#### [清单]
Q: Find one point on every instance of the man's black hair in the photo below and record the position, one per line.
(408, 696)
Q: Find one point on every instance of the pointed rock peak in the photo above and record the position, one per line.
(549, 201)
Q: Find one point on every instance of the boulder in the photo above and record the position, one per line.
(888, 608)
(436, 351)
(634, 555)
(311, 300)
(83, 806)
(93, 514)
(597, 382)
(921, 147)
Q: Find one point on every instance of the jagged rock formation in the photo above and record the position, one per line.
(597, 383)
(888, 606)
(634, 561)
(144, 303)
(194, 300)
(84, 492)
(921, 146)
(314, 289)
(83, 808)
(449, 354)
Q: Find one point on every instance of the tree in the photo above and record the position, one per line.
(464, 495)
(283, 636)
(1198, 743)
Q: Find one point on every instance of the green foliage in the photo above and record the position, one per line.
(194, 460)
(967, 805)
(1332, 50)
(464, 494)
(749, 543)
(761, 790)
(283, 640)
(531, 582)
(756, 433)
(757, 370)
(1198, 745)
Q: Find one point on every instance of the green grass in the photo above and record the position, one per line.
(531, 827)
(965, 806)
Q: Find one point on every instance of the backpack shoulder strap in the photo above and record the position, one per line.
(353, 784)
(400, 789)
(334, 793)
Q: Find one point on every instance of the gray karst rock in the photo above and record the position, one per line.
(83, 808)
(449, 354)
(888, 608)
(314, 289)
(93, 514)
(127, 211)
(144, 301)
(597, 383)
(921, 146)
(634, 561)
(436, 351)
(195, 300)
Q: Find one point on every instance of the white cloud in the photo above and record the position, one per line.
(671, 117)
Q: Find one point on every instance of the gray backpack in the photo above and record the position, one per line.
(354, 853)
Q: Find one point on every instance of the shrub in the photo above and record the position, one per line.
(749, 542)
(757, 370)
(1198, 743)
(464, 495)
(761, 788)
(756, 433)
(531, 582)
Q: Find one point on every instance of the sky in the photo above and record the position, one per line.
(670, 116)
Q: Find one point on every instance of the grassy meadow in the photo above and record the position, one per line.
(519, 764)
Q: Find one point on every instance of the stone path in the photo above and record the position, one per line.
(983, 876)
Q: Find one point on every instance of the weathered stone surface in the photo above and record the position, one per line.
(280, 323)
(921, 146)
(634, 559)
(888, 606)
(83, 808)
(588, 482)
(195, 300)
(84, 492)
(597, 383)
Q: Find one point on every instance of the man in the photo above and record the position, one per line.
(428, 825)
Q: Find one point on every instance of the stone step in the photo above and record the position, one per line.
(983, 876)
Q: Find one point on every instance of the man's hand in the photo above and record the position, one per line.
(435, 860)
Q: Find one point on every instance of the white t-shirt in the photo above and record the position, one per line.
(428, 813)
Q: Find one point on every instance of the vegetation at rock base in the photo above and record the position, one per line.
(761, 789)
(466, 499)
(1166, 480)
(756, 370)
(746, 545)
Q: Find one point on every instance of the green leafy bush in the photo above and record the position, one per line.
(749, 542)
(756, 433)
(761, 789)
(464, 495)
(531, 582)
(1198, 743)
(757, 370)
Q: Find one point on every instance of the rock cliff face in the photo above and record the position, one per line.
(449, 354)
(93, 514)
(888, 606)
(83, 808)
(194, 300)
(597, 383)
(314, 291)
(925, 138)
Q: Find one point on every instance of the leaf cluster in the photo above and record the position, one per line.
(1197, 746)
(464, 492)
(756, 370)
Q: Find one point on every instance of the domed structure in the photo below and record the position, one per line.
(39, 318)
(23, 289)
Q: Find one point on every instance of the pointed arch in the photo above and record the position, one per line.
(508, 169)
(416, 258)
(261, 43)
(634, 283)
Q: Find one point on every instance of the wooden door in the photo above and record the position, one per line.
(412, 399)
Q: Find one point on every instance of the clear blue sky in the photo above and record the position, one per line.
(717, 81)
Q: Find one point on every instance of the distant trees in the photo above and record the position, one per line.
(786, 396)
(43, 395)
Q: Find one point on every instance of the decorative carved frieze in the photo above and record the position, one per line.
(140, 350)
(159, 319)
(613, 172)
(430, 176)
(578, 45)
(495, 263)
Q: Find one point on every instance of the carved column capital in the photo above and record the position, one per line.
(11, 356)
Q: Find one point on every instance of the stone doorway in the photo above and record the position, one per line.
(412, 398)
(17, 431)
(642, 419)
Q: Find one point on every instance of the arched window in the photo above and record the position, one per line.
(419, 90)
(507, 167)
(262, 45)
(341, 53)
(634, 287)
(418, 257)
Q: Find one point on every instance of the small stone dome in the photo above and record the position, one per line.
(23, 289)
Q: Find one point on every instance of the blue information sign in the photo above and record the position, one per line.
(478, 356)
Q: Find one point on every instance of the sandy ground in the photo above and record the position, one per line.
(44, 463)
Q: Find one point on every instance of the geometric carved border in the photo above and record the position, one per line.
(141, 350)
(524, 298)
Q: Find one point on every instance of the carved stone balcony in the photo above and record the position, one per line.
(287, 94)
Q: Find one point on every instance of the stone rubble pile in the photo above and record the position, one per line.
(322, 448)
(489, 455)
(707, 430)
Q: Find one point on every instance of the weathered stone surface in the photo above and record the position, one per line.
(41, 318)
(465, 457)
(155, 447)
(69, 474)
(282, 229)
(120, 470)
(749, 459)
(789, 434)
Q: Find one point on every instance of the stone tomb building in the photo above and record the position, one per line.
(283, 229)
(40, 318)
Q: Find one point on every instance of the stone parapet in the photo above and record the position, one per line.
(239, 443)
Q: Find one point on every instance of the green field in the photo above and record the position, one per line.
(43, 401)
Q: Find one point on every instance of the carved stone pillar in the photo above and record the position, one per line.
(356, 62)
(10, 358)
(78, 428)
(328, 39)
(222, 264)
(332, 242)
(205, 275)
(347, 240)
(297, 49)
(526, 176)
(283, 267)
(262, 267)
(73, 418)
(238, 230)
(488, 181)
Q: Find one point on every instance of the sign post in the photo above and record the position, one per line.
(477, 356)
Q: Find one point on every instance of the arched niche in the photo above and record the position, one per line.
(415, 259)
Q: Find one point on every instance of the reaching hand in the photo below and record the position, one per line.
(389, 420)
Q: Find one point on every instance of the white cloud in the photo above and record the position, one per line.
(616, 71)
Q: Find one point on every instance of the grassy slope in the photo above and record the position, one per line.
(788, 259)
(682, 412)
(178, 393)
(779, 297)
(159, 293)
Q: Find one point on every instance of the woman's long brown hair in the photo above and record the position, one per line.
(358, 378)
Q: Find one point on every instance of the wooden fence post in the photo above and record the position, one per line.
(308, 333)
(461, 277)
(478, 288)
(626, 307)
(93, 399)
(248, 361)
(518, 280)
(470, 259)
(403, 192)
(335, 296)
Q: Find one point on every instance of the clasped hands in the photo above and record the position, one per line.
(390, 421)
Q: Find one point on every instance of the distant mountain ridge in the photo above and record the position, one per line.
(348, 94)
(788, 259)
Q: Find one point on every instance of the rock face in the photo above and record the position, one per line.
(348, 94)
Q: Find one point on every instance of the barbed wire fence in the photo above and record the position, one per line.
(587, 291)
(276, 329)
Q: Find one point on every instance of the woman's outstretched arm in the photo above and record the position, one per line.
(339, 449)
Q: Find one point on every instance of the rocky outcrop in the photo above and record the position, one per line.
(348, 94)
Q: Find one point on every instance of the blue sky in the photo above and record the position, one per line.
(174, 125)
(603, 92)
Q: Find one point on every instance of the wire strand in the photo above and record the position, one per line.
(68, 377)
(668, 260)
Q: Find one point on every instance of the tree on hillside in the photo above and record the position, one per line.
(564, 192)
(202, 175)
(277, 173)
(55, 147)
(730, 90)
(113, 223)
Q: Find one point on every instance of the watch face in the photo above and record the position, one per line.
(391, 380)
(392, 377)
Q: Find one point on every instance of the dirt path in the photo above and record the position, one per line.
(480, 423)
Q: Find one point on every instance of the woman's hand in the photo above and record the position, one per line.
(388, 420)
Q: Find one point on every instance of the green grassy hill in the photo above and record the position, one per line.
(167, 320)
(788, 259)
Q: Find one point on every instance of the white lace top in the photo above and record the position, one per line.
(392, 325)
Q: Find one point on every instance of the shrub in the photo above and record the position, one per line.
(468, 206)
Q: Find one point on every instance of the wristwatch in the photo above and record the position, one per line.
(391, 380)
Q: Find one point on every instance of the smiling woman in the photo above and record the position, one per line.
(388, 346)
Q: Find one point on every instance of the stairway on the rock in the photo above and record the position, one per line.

#### [要做的事]
把清单中从包含"Q: Find one point on every instance of the smiling"的那一行开始、直到清单最后一行为止的内容一字不差地抄下来，首尾两行都要包括。

#### [最终结果]
Q: Find one point on every instance of the smiling woman in the photo above and record the position, one per line.
(388, 346)
Q: Find one point on every instance of the stairway on the rock in the photo above and record the position, one per line.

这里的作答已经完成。